## Texte présenté
La France a contribué à façonner le monde en l’aimant. C’est la mission de la France depuis toujours. Pas depuis deux siècles comme nos gouvernants veulent le croire et le faire croire. La France est tellement plus que la République. Il est aussi facile pour les incultes de brocarder la mission de la France dans l’Histoire. L’ennemi est double et intérieur : il nous gouverne, il incarne notre avenir. De génération en génération, nos chefs cultivent une crasse ignorance dont ils s’honorent éhontément. Chaque nouveau prétendant nous pousse à croire que l’on peut aller plus loin dans ce sillon de la médiocrité. La République dont ils ne cessent de brandir les valeurs subit le plus important revers de sa jeune existence, elle, qui fondait son empire sur l’instruction, pardon, l’éducation, ne reconnait plus ses enfants, et ses enfants la haïssent. Notre jeunesse se repaît de la violence et l’appelle de ses vœux. Aux deux bouts de la chaîne, l’inconnaissance commande et ordonne, trouvant des subterfuges pour ne pas se remettre en question en pointant des boucs émissaires qu’elle va traquer jusque dans la littérature, c’est dire comme elle est aux abois. L’inconsistance commande et ordonne parce qu’aux deux bouts de la chaîne, l’idéologie prédomine. La République et son cortège de concepts flous publicitaires (anti-racisme, laïcité, etc.) et l’islamisme cancer de l’islam qui tarde a réaliser le virage de Ratisbonne3. Le lien organique qui a couru bon an mal an depuis le début de la France, depuis Clovis, transmis de-ci de-là par une multitude quelquefois connue, souvent méconnue ou inconnue, petite Jeanne ou grand Charles4, continue d’exister. Il suffirait de se baisser un peu pour le ramasser, de le prendre dans ses mains, de le réchauffer et de le réconforter pour qu’il retrouve sa joie de vivre. Et il est certain que seul ce lien, ce petit lien si fragile qui n’a l’air de rien, mais qui a façonné le monde, peut nous aider à surmonter l’épreuve de la guerre. Il est tout aussi certain qu’il n’existe aucun dirigeant connu suffisamment armé pour le retrouver. Il a été égaré depuis si longtemps. Nombreux sont ceux qui font comme s’il n’avait jamais existé. Comme s’il était un fantasme. Personne ne semble habité par une foi suffisante. C’est ce qui ne cesse d’inquiéter. Quand le malade ne croit plus en sa guérison, la maladie place ses banderilles et attend de porter l’estocade. Notre conversion se morfond d’attendre. Notre destin ne peut s’appeler soumission.

## Consigne
Reproduisez mot pour mot l'intégralité du texte sur la mission de la France. La liste ci-dessous n'entre pas en compte ici.

## Liste
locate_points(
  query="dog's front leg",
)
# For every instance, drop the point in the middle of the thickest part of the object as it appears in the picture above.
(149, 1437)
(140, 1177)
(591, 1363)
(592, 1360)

## Votre réponse
La France a contribué à façonner le monde en l’aimant. C’est la mission de la France depuis toujours. Pas depuis deux siècles comme nos gouvernants veulent le croire et le faire croire. La France est tellement plus que la République. Il est aussi facile pour les incultes de brocarder la mission de la France dans l’Histoire. L’ennemi est double et intérieur : il nous gouverne, il incarne notre avenir. De génération en génération, nos chefs cultivent une crasse ignorance dont ils s’honorent éhontément. Chaque nouveau prétendant nous pousse à croire que l’on peut aller plus loin dans ce sillon de la médiocrité. La République dont ils ne cessent de brandir les valeurs subit le plus important revers de sa jeune existence, elle, qui fondait son empire sur l’instruction, pardon, l’éducation, ne reconnait plus ses enfants, et ses enfants la haïssent. Notre jeunesse se repaît de la violence et l’appelle de ses vœux. Aux deux bouts de la chaîne, l’inconnaissance commande et ordonne, trouvant des subterfuges pour ne pas se remettre en question en pointant des boucs émissaires qu’elle va traquer jusque dans la littérature, c’est dire comme elle est aux abois. L’inconsistance commande et ordonne parce qu’aux deux bouts de la chaîne, l’idéologie prédomine. La République et son cortège de concepts flous publicitaires (anti-racisme, laïcité, etc.) et l’islamisme cancer de l’islam qui tarde a réaliser le virage de Ratisbonne3. Le lien organique qui a couru bon an mal an depuis le début de la France, depuis Clovis, transmis de-ci de-là par une multitude quelquefois connue, souvent méconnue ou inconnue, petite Jeanne ou grand Charles4, continue d’exister. Il suffirait de se baisser un peu pour le ramasser, de le prendre dans ses mains, de le réchauffer et de le réconforter pour qu’il retrouve sa joie de vivre. Et il est certain que seul ce lien, ce petit lien si fragile qui n’a l’air de rien, mais qui a façonné le monde, peut nous aider à surmonter l’épreuve de la guerre. Il est tout aussi certain qu’il n’existe aucun dirigeant connu suffisamment armé pour le retrouver. Il a été égaré depuis si longtemps. Nombreux sont ceux qui font comme s’il n’avait jamais existé. Comme s’il était un fantasme. Personne ne semble habité par une foi suffisante. C’est ce qui ne cesse d’inquiéter. Quand le malade ne croit plus en sa guérison, la maladie place ses banderilles et attend de porter l’estocade. Notre conversion se morfond d’attendre. Notre destin ne peut s’appeler soumission.